(DATA FOR THIS EXERCISE begins)
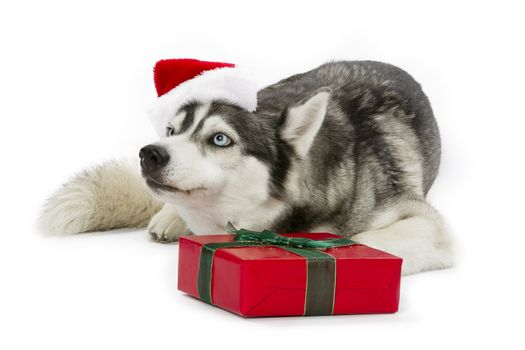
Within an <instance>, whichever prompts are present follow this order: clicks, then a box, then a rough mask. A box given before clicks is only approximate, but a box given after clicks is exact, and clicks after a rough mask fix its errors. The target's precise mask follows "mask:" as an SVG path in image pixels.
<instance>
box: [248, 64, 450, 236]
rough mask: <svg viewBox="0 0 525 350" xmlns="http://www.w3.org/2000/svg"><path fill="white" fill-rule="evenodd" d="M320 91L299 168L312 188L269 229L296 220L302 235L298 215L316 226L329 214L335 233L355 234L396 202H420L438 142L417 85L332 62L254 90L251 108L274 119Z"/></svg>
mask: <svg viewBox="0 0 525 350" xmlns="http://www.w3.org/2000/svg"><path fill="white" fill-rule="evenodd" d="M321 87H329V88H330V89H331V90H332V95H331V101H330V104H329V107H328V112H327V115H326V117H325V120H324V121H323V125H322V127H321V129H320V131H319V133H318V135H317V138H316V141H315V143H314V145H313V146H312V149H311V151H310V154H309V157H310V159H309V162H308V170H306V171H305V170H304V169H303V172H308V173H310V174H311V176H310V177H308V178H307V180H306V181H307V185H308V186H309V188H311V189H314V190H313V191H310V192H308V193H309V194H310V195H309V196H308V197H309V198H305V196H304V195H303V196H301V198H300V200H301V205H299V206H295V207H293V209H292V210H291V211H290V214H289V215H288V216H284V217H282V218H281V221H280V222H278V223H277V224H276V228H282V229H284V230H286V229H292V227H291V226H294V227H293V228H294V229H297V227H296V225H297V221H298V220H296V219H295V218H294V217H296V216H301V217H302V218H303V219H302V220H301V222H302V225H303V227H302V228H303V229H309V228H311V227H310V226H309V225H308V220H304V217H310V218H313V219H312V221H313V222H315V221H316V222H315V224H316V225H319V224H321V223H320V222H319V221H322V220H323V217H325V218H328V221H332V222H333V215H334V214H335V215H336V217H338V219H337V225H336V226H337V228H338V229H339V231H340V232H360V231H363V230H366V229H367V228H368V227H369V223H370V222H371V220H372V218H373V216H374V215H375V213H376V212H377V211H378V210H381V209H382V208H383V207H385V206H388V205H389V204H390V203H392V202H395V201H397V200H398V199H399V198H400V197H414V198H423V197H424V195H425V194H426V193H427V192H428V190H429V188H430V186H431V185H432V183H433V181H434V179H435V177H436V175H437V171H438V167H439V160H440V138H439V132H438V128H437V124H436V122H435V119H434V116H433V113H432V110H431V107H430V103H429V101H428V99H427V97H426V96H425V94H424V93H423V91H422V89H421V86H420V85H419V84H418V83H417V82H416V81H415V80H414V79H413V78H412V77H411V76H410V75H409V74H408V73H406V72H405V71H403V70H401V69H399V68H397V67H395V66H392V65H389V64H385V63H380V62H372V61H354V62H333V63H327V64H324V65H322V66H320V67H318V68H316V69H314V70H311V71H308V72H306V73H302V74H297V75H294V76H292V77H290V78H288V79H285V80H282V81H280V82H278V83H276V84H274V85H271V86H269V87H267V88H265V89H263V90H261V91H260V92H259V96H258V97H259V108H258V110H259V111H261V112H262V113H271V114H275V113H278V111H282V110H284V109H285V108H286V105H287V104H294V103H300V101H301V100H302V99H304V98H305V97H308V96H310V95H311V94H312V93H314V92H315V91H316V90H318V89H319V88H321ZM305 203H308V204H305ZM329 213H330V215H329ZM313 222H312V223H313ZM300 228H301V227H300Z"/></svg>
(DATA FOR THIS EXERCISE ends)
PROBLEM STATEMENT: All entries above, minus the pictures, should be repeated exactly.

RESPONSE BELOW:
Within an <instance>, whichever prompts are present follow this order: clicks, then a box, then a rough mask. A box given before clicks is only approximate, but a box given after clicks is exact, and clicks after a rough mask fix its errors. The target's precise mask follows "mask:" as an SVG path in image pixels.
<instance>
box: [248, 64, 450, 236]
rough mask: <svg viewBox="0 0 525 350" xmlns="http://www.w3.org/2000/svg"><path fill="white" fill-rule="evenodd" d="M320 91L299 168L312 188L269 229L296 220L302 235L298 215L316 226L329 214L335 233L355 234L396 202H420L438 142L417 85L332 62L254 90L251 108L274 119Z"/></svg>
mask: <svg viewBox="0 0 525 350" xmlns="http://www.w3.org/2000/svg"><path fill="white" fill-rule="evenodd" d="M321 87H329V88H330V89H331V90H332V95H331V101H330V104H329V107H328V112H327V115H326V117H325V120H324V121H323V125H322V127H321V129H320V131H319V133H318V135H317V138H316V141H315V143H314V145H313V146H312V149H311V151H310V154H309V157H310V159H309V162H308V170H306V171H305V170H304V169H303V172H308V173H310V174H311V176H310V177H308V178H307V180H306V181H307V185H308V186H309V188H311V189H314V190H313V191H310V192H308V193H309V194H310V195H309V196H308V197H309V198H305V196H304V195H303V196H301V198H300V200H301V205H299V206H295V207H293V209H292V210H291V211H290V214H289V215H288V216H284V217H282V218H281V221H280V222H278V223H277V224H276V228H282V229H284V230H286V229H292V227H291V226H294V227H293V228H294V229H297V227H296V225H297V221H298V220H296V219H295V218H294V217H296V216H301V217H302V218H303V219H302V220H301V222H302V225H303V227H302V228H303V229H309V228H311V227H310V226H309V225H308V220H304V217H310V218H313V219H312V221H313V222H315V221H316V222H315V224H316V225H319V224H321V223H320V222H319V221H322V220H323V217H325V218H328V221H332V222H333V215H334V214H335V215H336V217H338V219H337V225H336V226H337V228H338V229H339V231H340V232H360V231H363V230H366V229H367V228H368V227H369V223H370V222H371V220H372V218H373V216H374V215H375V213H376V212H377V211H378V210H381V209H382V208H383V207H385V206H388V205H389V204H390V203H392V202H395V201H397V200H398V199H399V198H400V197H414V198H423V197H424V195H425V194H426V193H427V192H428V190H429V188H430V186H431V185H432V183H433V181H434V179H435V177H436V175H437V171H438V167H439V160H440V138H439V132H438V128H437V124H436V122H435V119H434V116H433V113H432V110H431V107H430V103H429V101H428V99H427V97H426V96H425V94H424V93H423V91H422V89H421V86H420V85H419V84H418V83H417V82H416V81H415V80H414V79H413V78H412V77H411V76H410V75H409V74H408V73H406V72H405V71H403V70H401V69H399V68H397V67H395V66H392V65H389V64H385V63H380V62H372V61H354V62H333V63H327V64H324V65H322V66H320V67H318V68H316V69H314V70H311V71H308V72H306V73H302V74H297V75H294V76H292V77H290V78H288V79H285V80H282V81H280V82H278V83H276V84H274V85H271V86H269V87H267V88H265V89H263V90H261V91H260V92H259V96H258V97H259V108H258V110H259V111H261V112H262V113H271V114H275V113H278V111H282V110H284V109H285V108H286V105H287V104H294V103H300V101H301V100H302V99H304V98H305V97H308V96H310V95H311V94H312V93H314V92H315V91H316V90H318V89H319V88H321ZM305 203H308V204H305ZM329 213H330V215H329ZM313 222H312V223H313ZM300 228H301V227H300Z"/></svg>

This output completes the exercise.